[Pointing dataset excerpts]
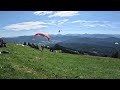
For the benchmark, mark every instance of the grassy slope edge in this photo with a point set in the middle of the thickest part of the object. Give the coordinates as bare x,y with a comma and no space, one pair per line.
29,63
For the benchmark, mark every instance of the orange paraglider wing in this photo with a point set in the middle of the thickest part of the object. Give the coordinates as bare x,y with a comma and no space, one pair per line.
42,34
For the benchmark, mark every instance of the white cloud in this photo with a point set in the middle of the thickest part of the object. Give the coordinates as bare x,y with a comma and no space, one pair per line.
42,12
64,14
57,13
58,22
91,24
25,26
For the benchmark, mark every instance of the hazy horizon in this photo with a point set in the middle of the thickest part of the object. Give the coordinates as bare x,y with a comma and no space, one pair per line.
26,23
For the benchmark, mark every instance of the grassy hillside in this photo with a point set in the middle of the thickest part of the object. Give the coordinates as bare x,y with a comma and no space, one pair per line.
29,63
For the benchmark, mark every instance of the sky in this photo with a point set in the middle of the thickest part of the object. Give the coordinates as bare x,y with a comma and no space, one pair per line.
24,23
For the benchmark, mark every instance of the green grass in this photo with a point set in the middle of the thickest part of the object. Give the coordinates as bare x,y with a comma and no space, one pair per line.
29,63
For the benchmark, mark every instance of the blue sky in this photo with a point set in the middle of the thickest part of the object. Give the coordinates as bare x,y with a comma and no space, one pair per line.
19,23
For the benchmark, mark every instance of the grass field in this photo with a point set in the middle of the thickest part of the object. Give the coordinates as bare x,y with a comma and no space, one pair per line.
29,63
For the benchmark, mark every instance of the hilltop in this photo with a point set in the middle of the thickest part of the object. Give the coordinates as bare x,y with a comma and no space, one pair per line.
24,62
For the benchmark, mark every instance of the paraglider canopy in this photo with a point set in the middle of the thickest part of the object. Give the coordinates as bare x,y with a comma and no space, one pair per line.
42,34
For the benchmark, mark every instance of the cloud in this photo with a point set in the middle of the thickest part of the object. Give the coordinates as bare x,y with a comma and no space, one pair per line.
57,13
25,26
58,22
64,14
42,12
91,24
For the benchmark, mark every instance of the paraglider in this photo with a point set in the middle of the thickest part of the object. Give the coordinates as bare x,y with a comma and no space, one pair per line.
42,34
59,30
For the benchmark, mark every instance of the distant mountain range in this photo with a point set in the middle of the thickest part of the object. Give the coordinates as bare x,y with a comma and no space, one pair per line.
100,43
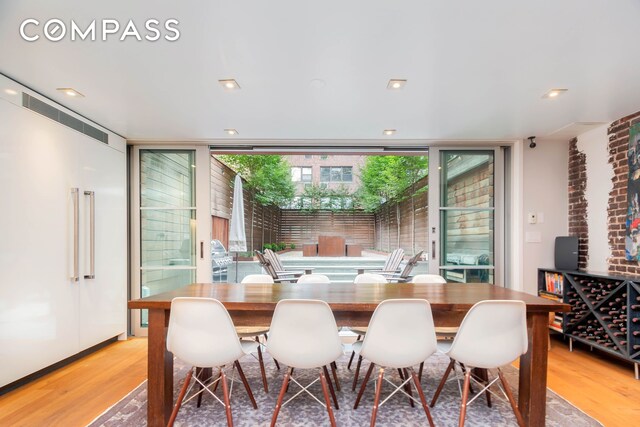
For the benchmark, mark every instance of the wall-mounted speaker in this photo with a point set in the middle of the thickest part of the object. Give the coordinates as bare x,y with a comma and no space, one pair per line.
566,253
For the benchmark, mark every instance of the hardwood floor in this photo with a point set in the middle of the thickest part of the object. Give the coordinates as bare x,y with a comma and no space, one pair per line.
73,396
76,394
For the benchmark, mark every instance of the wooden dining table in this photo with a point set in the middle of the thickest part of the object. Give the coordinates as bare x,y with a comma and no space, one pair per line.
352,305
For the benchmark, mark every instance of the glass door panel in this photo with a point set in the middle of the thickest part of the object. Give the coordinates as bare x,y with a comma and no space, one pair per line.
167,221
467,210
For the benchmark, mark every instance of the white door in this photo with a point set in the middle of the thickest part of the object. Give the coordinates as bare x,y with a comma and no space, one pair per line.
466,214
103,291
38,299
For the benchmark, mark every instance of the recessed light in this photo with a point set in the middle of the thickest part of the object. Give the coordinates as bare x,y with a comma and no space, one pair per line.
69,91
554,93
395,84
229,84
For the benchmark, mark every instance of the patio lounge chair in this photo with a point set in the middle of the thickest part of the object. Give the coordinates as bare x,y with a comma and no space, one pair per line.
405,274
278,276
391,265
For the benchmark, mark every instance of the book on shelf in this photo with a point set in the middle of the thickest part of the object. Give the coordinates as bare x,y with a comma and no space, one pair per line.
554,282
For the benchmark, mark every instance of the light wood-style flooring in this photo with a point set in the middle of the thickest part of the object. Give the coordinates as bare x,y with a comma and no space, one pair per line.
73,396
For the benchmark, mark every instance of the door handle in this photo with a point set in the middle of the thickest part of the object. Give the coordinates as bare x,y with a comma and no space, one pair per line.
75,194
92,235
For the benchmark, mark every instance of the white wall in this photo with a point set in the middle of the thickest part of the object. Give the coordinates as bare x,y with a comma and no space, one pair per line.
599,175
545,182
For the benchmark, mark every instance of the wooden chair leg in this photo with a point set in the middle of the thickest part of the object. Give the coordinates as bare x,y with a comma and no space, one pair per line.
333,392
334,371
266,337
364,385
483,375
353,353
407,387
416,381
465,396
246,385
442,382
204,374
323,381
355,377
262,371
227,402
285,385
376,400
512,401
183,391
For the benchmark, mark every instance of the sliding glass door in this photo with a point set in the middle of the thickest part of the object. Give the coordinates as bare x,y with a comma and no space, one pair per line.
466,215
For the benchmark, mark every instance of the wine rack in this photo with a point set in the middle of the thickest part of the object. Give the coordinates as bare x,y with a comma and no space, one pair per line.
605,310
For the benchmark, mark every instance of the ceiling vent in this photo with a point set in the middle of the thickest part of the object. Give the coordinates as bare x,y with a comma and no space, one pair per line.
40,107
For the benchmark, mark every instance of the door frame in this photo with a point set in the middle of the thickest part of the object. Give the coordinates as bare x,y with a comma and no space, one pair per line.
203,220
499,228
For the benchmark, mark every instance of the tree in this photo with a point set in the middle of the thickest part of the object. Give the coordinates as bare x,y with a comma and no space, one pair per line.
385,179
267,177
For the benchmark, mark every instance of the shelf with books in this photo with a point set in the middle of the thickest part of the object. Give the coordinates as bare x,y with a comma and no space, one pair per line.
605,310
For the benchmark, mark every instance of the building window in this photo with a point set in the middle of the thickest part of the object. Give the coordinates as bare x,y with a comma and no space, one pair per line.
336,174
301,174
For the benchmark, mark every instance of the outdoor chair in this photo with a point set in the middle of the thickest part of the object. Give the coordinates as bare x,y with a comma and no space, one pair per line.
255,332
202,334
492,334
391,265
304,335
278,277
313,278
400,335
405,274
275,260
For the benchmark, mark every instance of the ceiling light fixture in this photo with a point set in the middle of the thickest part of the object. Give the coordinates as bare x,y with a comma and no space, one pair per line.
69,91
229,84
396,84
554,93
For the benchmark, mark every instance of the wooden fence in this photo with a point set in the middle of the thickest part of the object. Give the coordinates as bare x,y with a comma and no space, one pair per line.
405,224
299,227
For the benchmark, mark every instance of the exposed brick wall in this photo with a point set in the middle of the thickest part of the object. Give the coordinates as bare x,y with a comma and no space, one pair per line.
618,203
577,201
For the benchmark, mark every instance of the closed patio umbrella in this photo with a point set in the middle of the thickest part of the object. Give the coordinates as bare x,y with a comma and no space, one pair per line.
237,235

> _Written request_: All the records need to be repeated exactly, with the images dropped.

> _Response below_:
For the benchmark, mark every instance of the grassy slope edge in this photo with a point set in the middle of the thickest part of the object. Give the coordinates as bare x,y with a comma and no space, one pair per line.
29,63
For the benchmark, mark every instance of the orange paraglider wing in this photo with a point set in the middle of the thickest part of the object. Give the coordinates as bare x,y with a comma and no space, one pair per line.
42,34
For the benchmark, mark every instance of the white cloud in this photo with a point set in the middle of the thickest part of the object. Give the coordinates as bare x,y with a comma and no space, one pair per line.
42,12
64,14
57,13
58,22
91,24
25,26
For the benchmark, mark every instance of the hazy horizon in this photo with a point set in the middle of the thickest part of the object. Give the coordinates as bare x,y with a comma and no space, one pair per line.
26,23
For the benchmark, mark every instance of the grassy hillside in this photo with a point set in the middle of the thickest part of the object. Give the coordinates as bare x,y with a comma and no space, one pair per line.
29,63
For the benchmark, mark every instance of the sky in this photo with a point set in the middle of the thickest part of the object. Give the coordinates as bare x,y with a comma and no space, one pair per line.
24,23
For the benchmark, mark every instance of the green grass in this photo with a point set in the middle of the thickest part of the object. Give the coordinates as bare x,y with a comma and no space, one pair per line.
29,63
For the benchmark, mark every instance of the blue sky in this photo with a point set in the middle of the thickest part of the object. Give the coordinates as bare x,y with a comma and no space, one pair per line.
19,23
For the benchmark, mark every instance of the grass field in this photo with a point set in the middle of the thickest part of the object. Give the coordinates as bare x,y with a comma and no space, one pair per line.
29,63
For the benchmark, mark every instance of the hilltop in this photo with a point set in the middle of the thickest part of the object. Give the coordinates as bare x,y with a comma and no space, one pair per line.
24,62
For the benchmark, mark every instance of the paraglider canopy in this photo with a point set in the middle of the thickest part of the object. Give the coordinates as bare x,y with a comma and no space, one pair per line.
42,34
For the benchmark, mark every instance of the cloud in this photo with a point set in the middle of the thickest part of the object. Give the coordinates as bare x,y with a comma and no space, one pair per line.
57,13
25,26
58,22
64,14
42,12
91,24
For the benchmark, mark every instance of the paraglider in this photo with a point set in the middle of the thickest part of the object. Give the coordinates as bare x,y with a comma and no space, one pair per line.
42,34
59,30
For the benchmark, mark every instance of the distant mountain range in this photo with a point set in the middle of the thickest part of the object. Give the coordinates as bare x,y with a comma and no space, one pair per line.
100,43
For the benchmark, mark every instance of the wall-mounted speaker in this photo with a point set in the middle of the thickest part of the object. Give the coordinates as bare x,y with a comma and no space, one pair per line.
566,253
For the benchmark, mark every instance of the hardwood floor in this photo with a point set in the middle of the thickest part of the object. Give the coordinates as bare x,y with a comma and no space, one pair per line.
73,396
76,394
For the benchmark, mark every instance of the wooden dining table in this photo with a point set in the middle of the thickest part of the object. Give the coordinates as bare x,y with a comma and no space, one pair per line.
352,305
For the benchmark, mark every instance of the glass door panel in this photo with a point set in the middle of the thickest part of the object. Give the coordinates as bare x,y with a comma and no space, one pair per line.
167,221
467,210
For the benchmark, mark every instance of the white door in this photo with a point set in the middle of the thickest part of the object. Give the coordinates as bare x,y with a comma and no space, one pair per line.
466,214
103,291
38,299
For the benchmark, mark every instance of the recessed light in this photo with a point set in the middle of the thickest part of the object. Give the coordinates as bare x,y with a comma and no space, one pair per line.
69,91
554,93
395,84
229,84
For the benchmark, mark every instance of the patio lounge chair in this photo with a point set in the middle of the thickest part of the object. Give the coordinates as bare x,y with a comma and no space, one pair per line.
405,274
278,276
391,265
For the benchmark, mark every instance of the book on shelf in this photo with a point set in the middle of the thickest part of the object. Give the coordinates as bare x,y with a comma and no space, one pair per line.
554,282
For the benchmark, mark every instance of the light wood-style flooring in this photo with a point set in the middle of the thickest part of the object. Give the coordinates as bare x,y with a comma and no space, one pair per line.
73,396
For the benchmark, mark every instance of the door handle in this photo with a point set in the middle of the thickest part of the object. Give the coordinates as bare x,y with a comma and no space, one pair per line.
75,194
92,235
For the benchmark, mark every instance of the white wall in this photo with a point set in the middle of the thickest part of the object. Give the coordinates as bare x,y with a comma and no space, one pair per line.
599,175
545,182
For the benchmark, mark every instance of the wooden chair leg in this photo with a point set in the middle of the thickest part of the object. Give the coordinates as bare x,y with a comma and no space, one pair per line.
333,392
334,371
266,337
364,385
483,375
353,353
407,387
416,381
465,396
246,385
442,382
204,374
323,381
355,377
262,371
227,402
285,385
376,400
512,401
183,391
For the benchmark, mark every instance of the sliding glass door in this photo with a point set in the middle of the thickest part of the object. Give the coordinates as bare x,y with a comma and no space, one pair per line.
466,215
For the benchmark, mark every instance of the wine rack in this photo with a point set in the middle of the thickest part of the object. Give the coordinates as bare x,y with a comma and no space, one pair per line.
605,310
For the benchmark, mark every instance of the ceiling vent in this photo with a point set in the middle of the thickest part of the object. Give the coordinates as bare x,y with a comma and no space, one pair per line.
40,107
For the benchmark, mark every instance of the door frame in this photo with a point set in the middle of the thickest part of the object. Give the coordinates as bare x,y with a comma and no space, one pair per line.
203,220
499,228
For the benchmark, mark every instance of the tree in this photo with a point set in the middle of the thickest part of the object. Give the coordinates as bare x,y with a comma and no space, one pair per line.
385,179
267,177
For the benchmark, mark every instance of the shelf with books in this photo with a point set in the middle of the thickest part of the object. Give the coordinates as bare x,y with a comma and no space, one pair per line.
605,310
For the benchmark, mark every instance of the building window in this photo with a point set in the middle of the thickest part of the object. Give the coordinates as bare x,y with a comma and no space, one pair per line.
336,174
301,174
For the benchmark, mark every instance of the outdoor chair in this photo with a point set in the middle of the thickest part of the object. Give the coordinates as bare x,y with a comma and no space, one pair per line.
255,332
202,334
492,334
391,265
304,335
278,277
313,278
400,335
405,274
275,260
For the benchmark, mark every instance of the ceiling light fixture in this photo with a point set in the middle of the thickest part of the object. Give the coordinates as bare x,y with a comma and no space, one pair per line.
69,91
229,84
396,84
554,93
For the benchmark, mark every instance of the wooden fence in this photo with a point set in the middle of the thickest part of the object. Give the coordinates as bare x,y with a comma and no space, one pair per line.
405,224
299,227
For the benchmark, mark every instance of the exposed brick wall in this photo with a point set in the middle of the thickest part of the object. Give the coordinates as bare x,y with a comma and no space, one pair per line.
618,203
577,201
For the benchmark, mark every instance of the closed patio umbrella in this photo with a point set in the middle of the thickest part of the object. Give the coordinates as bare x,y with a comma and no space, one pair per line.
237,235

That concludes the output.